◆ Objective:
Rewrite the items below as a JSON list of strings, with one string per line and no blank lines.

◆ Supplied information:
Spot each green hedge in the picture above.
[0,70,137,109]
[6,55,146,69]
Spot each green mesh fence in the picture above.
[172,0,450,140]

◆ Solution to the problem:
[
  "Spot each green hedge in the picture above.",
  "[0,70,137,109]",
  "[6,55,146,69]",
  "Spot each green mesh fence in the picture above.",
  "[172,0,450,140]"
]